--- START Supplied information ---

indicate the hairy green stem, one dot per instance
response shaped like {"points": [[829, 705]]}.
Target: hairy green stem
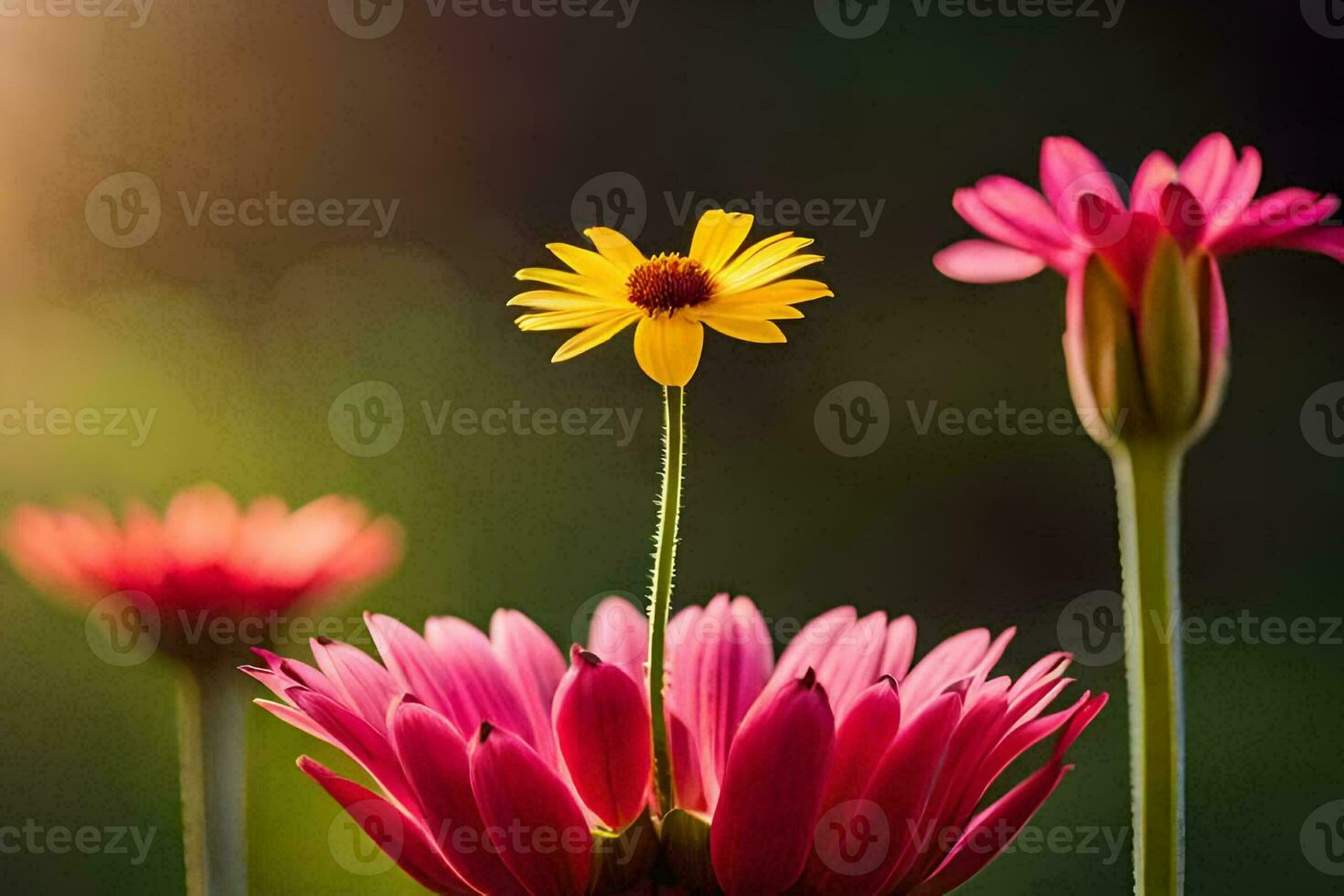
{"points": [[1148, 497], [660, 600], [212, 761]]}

--- END Supplied information ---
--- START Supplied information ---

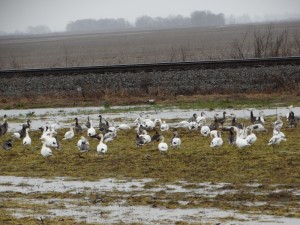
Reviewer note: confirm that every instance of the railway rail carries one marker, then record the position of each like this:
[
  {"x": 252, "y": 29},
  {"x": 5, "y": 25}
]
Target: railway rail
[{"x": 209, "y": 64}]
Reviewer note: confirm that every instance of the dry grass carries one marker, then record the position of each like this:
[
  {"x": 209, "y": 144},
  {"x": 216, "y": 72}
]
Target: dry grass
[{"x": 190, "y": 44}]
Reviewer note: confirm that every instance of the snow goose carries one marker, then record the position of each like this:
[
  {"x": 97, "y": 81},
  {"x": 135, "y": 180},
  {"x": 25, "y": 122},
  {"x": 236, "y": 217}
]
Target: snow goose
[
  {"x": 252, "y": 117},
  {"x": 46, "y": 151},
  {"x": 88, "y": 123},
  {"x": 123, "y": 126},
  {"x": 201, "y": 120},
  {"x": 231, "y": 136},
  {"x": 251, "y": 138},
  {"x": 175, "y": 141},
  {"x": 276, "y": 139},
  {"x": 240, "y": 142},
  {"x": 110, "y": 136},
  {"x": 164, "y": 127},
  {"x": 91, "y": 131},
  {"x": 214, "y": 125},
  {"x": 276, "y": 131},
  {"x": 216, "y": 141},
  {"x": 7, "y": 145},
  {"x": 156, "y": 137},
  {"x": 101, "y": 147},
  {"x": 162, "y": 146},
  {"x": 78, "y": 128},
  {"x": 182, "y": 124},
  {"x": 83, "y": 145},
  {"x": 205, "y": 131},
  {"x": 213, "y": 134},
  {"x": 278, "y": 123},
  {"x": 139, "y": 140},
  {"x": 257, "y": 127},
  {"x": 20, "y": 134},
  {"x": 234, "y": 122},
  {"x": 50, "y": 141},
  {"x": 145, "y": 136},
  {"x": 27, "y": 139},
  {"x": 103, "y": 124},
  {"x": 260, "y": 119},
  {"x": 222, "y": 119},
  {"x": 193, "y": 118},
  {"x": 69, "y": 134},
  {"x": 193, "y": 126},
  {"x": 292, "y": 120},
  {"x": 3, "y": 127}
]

--- END Supplied information ---

### Work to do
Find each line in the material above that contains the word "hairy", and copy those lines out in full.

### Task output
indicate the hairy green stem, one dot per instance
Target: hairy green stem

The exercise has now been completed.